▸ **Do this**:
Could you set out the material as a numbered list, starting with the line that contains "Please examine the image and determine whether any browned" and going on through the line that contains "[211,14,363,245]", with both of those lines included? Leave out blank lines and pictures, and list nothing beyond that span.

----- Working data

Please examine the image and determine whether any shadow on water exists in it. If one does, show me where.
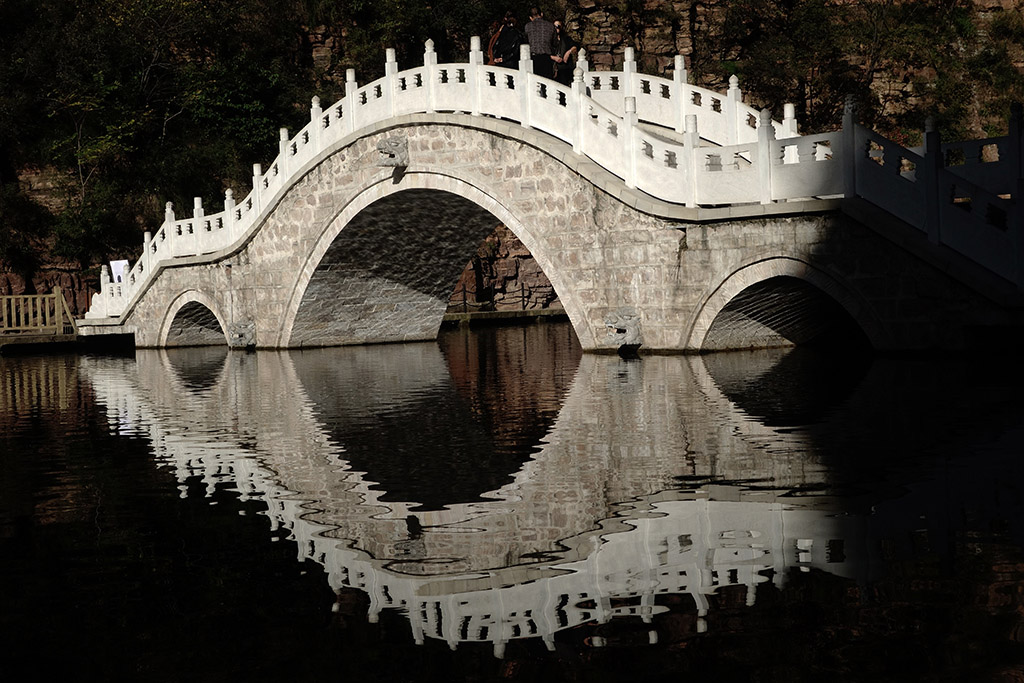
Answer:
[291,325,580,511]
[6,325,1024,681]
[166,345,228,391]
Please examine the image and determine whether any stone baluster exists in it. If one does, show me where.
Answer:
[782,102,800,164]
[278,128,292,178]
[309,95,324,149]
[160,202,177,262]
[224,187,238,244]
[841,95,860,199]
[925,117,943,245]
[466,36,483,116]
[620,47,638,97]
[757,110,775,204]
[342,69,359,133]
[423,40,437,114]
[516,43,534,128]
[98,263,116,317]
[1007,102,1024,289]
[145,224,156,287]
[573,47,590,87]
[250,164,263,214]
[572,66,590,155]
[188,197,206,255]
[722,74,743,144]
[384,47,398,117]
[680,114,703,209]
[620,97,638,187]
[672,54,689,134]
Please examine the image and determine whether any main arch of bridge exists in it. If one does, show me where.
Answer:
[116,115,970,351]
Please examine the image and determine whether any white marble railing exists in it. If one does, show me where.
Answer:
[86,38,1024,318]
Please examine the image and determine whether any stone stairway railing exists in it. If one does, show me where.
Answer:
[86,38,1024,319]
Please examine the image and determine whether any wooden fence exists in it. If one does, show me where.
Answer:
[0,287,78,337]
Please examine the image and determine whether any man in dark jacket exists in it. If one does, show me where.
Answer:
[490,11,523,69]
[525,7,558,78]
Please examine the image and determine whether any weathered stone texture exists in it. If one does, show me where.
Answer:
[117,122,1015,350]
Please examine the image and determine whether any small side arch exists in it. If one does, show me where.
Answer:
[685,257,889,351]
[159,290,227,347]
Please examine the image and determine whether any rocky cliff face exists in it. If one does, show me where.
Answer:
[449,225,561,312]
[0,263,99,317]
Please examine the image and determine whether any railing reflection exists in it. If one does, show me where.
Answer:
[84,344,867,655]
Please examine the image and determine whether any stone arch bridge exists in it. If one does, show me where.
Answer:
[80,39,1024,352]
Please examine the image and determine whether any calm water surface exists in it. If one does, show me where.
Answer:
[0,325,1024,681]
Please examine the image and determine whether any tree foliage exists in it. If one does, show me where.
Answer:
[0,0,1024,268]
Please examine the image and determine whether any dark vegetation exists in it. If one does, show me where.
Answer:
[0,0,1024,279]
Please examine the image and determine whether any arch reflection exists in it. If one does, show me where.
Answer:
[79,331,867,654]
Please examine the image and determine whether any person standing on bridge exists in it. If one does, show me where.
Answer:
[488,10,523,69]
[554,19,580,86]
[525,7,558,78]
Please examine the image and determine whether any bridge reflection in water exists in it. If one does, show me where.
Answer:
[72,326,897,655]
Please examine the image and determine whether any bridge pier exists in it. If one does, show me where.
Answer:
[79,43,1024,352]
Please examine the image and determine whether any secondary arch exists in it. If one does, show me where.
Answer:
[160,290,227,347]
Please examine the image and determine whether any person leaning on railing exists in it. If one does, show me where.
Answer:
[523,7,558,78]
[552,20,580,85]
[487,11,523,69]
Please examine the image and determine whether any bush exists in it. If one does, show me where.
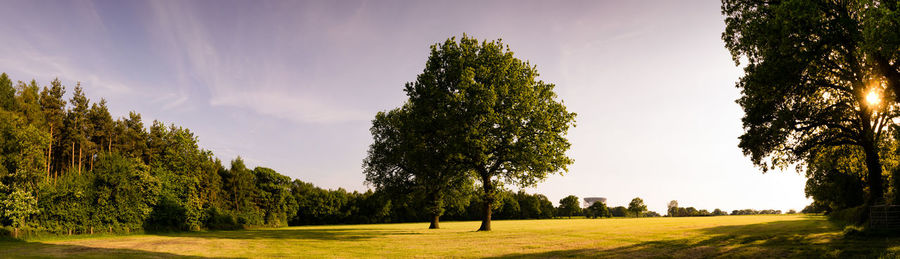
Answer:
[204,207,241,230]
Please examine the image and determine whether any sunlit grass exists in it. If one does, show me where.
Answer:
[0,215,900,258]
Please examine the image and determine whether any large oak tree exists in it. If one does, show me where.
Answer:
[406,36,575,230]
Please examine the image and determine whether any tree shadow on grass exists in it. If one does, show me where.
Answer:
[153,228,418,241]
[0,239,236,258]
[488,220,900,258]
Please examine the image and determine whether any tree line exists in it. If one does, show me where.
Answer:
[0,73,576,238]
[722,0,900,223]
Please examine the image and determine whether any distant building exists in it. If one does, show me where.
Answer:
[584,197,606,208]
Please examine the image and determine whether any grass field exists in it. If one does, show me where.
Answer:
[0,215,900,258]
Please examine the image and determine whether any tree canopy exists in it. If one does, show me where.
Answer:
[396,35,575,230]
[722,0,898,203]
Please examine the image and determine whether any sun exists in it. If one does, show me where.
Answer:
[866,91,881,106]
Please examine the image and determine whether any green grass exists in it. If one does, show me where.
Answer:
[0,215,900,258]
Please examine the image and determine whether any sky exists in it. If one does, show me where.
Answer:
[0,0,811,214]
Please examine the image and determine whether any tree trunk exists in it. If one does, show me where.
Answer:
[47,126,53,183]
[78,145,84,175]
[428,215,441,229]
[478,199,493,231]
[862,141,884,205]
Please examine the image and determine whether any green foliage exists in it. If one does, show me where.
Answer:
[722,0,900,204]
[585,201,612,218]
[609,206,629,217]
[88,153,160,229]
[628,198,647,217]
[0,190,39,228]
[405,36,575,230]
[0,73,18,111]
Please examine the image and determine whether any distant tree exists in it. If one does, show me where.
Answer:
[666,200,678,217]
[628,198,647,217]
[557,195,581,218]
[0,73,18,111]
[712,208,728,216]
[800,201,831,214]
[0,190,39,228]
[722,0,900,204]
[39,79,67,180]
[609,206,628,217]
[641,211,662,218]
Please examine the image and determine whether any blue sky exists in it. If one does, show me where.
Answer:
[0,0,810,212]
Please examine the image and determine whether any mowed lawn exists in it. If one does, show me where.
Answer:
[0,215,900,258]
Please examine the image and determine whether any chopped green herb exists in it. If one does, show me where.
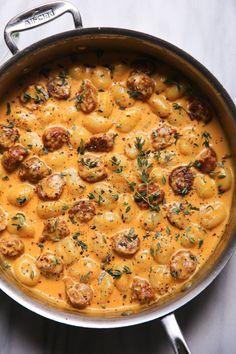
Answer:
[173,103,183,109]
[106,268,122,279]
[6,102,11,116]
[123,265,132,274]
[170,271,178,279]
[128,182,136,192]
[166,226,171,235]
[198,239,204,248]
[16,197,28,205]
[202,131,211,148]
[125,227,138,242]
[77,139,85,155]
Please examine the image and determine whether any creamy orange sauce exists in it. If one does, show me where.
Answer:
[0,53,233,312]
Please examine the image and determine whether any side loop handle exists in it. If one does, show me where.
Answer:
[4,1,82,54]
[161,313,191,354]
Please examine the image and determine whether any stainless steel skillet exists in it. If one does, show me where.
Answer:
[0,1,236,354]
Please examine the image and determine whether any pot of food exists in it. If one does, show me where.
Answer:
[0,1,236,353]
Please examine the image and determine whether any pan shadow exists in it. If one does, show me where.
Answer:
[0,266,225,354]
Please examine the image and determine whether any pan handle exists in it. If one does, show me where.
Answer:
[161,313,191,354]
[4,1,82,54]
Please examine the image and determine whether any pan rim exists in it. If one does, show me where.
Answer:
[0,27,236,328]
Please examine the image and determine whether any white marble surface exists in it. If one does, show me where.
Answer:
[0,0,236,354]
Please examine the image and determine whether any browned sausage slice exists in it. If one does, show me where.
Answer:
[76,80,98,113]
[169,166,194,196]
[85,134,113,152]
[36,252,64,277]
[0,236,24,257]
[112,228,140,256]
[2,144,29,172]
[187,98,213,124]
[0,125,20,150]
[151,124,177,151]
[65,278,93,309]
[69,199,96,222]
[127,73,155,101]
[42,127,70,151]
[194,147,217,173]
[78,154,107,183]
[37,173,65,200]
[170,250,198,280]
[40,217,70,242]
[134,183,165,210]
[19,156,51,183]
[131,277,155,303]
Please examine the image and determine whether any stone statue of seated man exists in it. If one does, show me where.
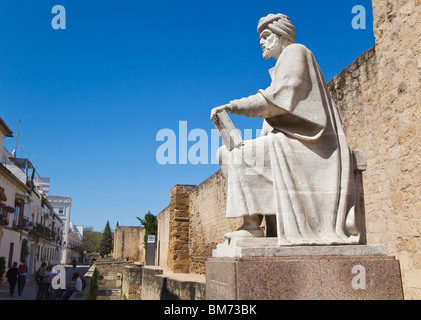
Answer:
[211,14,363,245]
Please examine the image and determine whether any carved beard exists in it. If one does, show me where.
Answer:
[263,37,280,60]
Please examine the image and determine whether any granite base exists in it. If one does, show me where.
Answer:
[206,256,404,300]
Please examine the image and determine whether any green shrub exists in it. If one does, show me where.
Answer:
[88,268,99,300]
[0,257,6,279]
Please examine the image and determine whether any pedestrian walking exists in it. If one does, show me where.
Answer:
[35,262,47,300]
[6,262,19,297]
[18,259,29,296]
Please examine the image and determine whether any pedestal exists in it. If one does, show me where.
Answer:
[206,242,404,300]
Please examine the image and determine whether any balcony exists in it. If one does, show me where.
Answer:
[13,217,29,230]
[0,208,9,226]
[33,223,54,240]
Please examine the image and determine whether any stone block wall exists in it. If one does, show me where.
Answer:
[153,0,421,299]
[167,185,196,273]
[329,0,421,299]
[121,265,142,300]
[155,206,170,266]
[189,171,243,274]
[142,267,206,300]
[113,226,145,263]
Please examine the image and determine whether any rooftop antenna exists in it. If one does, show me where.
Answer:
[15,119,22,158]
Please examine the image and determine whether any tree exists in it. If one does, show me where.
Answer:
[99,221,113,256]
[82,227,102,254]
[136,211,158,248]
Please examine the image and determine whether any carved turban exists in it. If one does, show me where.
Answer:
[257,13,295,42]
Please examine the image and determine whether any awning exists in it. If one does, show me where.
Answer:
[15,193,29,203]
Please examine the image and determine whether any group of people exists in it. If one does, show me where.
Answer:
[36,262,84,300]
[6,259,86,300]
[6,259,29,297]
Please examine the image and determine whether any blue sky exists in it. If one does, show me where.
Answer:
[0,0,374,231]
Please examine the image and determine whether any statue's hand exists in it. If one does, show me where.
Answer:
[211,104,231,122]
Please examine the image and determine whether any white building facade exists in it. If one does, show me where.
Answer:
[48,196,83,264]
[0,118,64,273]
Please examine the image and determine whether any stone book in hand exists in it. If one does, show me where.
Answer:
[213,110,243,151]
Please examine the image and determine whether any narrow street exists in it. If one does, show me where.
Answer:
[0,264,90,300]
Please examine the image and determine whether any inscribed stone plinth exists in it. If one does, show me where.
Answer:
[206,256,404,300]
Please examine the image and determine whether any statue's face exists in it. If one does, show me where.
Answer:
[260,29,280,60]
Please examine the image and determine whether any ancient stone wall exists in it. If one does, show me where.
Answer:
[121,265,142,300]
[189,171,242,274]
[167,185,196,273]
[155,206,170,267]
[329,0,421,299]
[113,226,145,263]
[154,0,421,299]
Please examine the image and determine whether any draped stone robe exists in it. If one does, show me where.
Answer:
[217,44,360,245]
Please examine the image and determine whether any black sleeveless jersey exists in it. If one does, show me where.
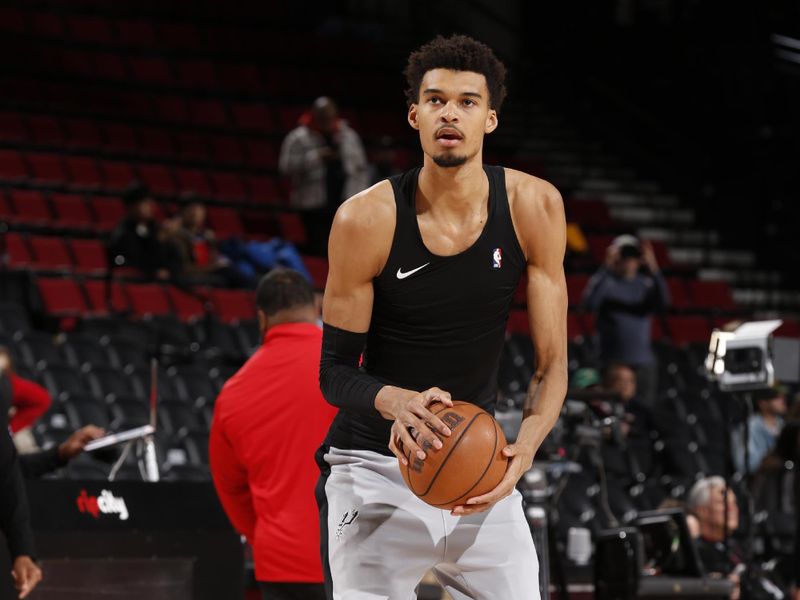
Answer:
[326,166,526,454]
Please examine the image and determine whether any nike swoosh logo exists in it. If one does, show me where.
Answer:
[397,263,431,279]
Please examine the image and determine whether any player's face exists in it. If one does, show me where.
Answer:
[408,69,497,167]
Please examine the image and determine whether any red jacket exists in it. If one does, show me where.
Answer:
[209,323,336,583]
[8,373,50,433]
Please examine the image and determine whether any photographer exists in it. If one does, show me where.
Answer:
[583,235,670,406]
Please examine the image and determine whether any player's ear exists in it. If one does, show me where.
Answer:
[256,308,269,337]
[408,104,419,130]
[484,109,499,133]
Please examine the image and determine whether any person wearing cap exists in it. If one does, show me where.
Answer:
[109,183,170,280]
[583,235,670,406]
[731,386,787,473]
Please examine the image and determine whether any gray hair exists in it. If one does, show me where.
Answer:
[686,475,725,511]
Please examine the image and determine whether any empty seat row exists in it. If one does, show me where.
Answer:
[36,277,255,322]
[0,110,278,165]
[0,150,279,204]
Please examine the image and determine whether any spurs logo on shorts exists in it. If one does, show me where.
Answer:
[336,509,358,540]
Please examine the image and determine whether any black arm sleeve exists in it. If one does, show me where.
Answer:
[319,323,383,415]
[19,446,67,479]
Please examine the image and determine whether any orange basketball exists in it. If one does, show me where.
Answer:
[400,401,508,510]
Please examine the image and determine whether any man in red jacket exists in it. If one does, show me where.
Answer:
[209,269,336,600]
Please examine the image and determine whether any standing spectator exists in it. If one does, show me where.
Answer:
[0,346,51,434]
[209,269,336,600]
[109,184,170,280]
[278,96,369,254]
[583,235,670,406]
[0,372,42,598]
[731,387,786,473]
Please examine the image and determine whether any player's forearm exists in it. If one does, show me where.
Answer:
[517,360,567,450]
[375,385,417,421]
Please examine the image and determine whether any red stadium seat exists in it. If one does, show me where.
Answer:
[207,206,244,239]
[125,283,172,317]
[66,156,103,188]
[667,315,711,346]
[128,57,172,86]
[64,119,103,148]
[83,279,130,315]
[567,275,589,306]
[247,175,280,204]
[28,153,68,183]
[100,160,136,190]
[177,132,208,161]
[178,60,217,90]
[175,169,212,197]
[156,96,189,123]
[94,52,129,81]
[91,196,125,231]
[278,212,308,246]
[211,289,256,323]
[36,278,87,316]
[0,111,28,142]
[667,277,692,310]
[103,123,139,152]
[66,16,115,44]
[50,194,93,229]
[139,164,176,196]
[566,200,614,231]
[189,100,228,127]
[0,150,28,180]
[28,115,66,145]
[210,171,247,200]
[689,280,736,310]
[231,104,274,132]
[30,12,64,37]
[167,285,207,321]
[211,135,244,165]
[139,127,175,158]
[11,190,53,226]
[29,235,74,270]
[117,19,158,49]
[246,140,278,169]
[69,239,108,275]
[303,256,328,290]
[5,233,33,269]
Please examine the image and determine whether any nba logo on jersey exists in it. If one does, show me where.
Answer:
[492,248,503,269]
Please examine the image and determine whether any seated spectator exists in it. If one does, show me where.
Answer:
[164,202,254,287]
[731,387,786,473]
[0,346,51,434]
[109,184,170,280]
[603,363,656,435]
[686,477,786,600]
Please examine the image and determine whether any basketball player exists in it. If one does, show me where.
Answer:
[317,36,567,600]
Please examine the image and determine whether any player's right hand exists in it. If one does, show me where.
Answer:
[389,387,453,465]
[11,556,42,598]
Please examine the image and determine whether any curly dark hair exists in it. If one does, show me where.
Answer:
[403,35,506,112]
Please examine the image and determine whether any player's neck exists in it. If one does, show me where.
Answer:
[417,153,488,211]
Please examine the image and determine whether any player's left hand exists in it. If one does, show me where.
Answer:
[450,444,536,517]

----------

▸ **Response to this exercise**:
1. Please examine the image and determine whether any browned sausage slice exists in it. If one does, show me where.
2. Answer:
3. [76,80,98,113]
4. [169,166,194,196]
5. [85,134,113,152]
6. [36,252,64,277]
7. [0,236,24,257]
8. [112,228,140,256]
9. [2,144,29,172]
10. [187,98,213,124]
11. [0,125,20,150]
12. [151,124,177,151]
13. [65,278,93,309]
14. [69,199,96,222]
15. [127,73,155,101]
16. [42,127,70,151]
17. [194,147,217,173]
18. [78,154,107,183]
19. [37,173,65,200]
20. [170,250,198,280]
21. [40,217,70,242]
22. [134,183,165,210]
23. [19,156,51,183]
24. [131,277,155,303]
25. Please examine the image and determine whether any stone statue of seated man exists in it. If one does, show me where.
26. Answer:
27. [211,14,363,245]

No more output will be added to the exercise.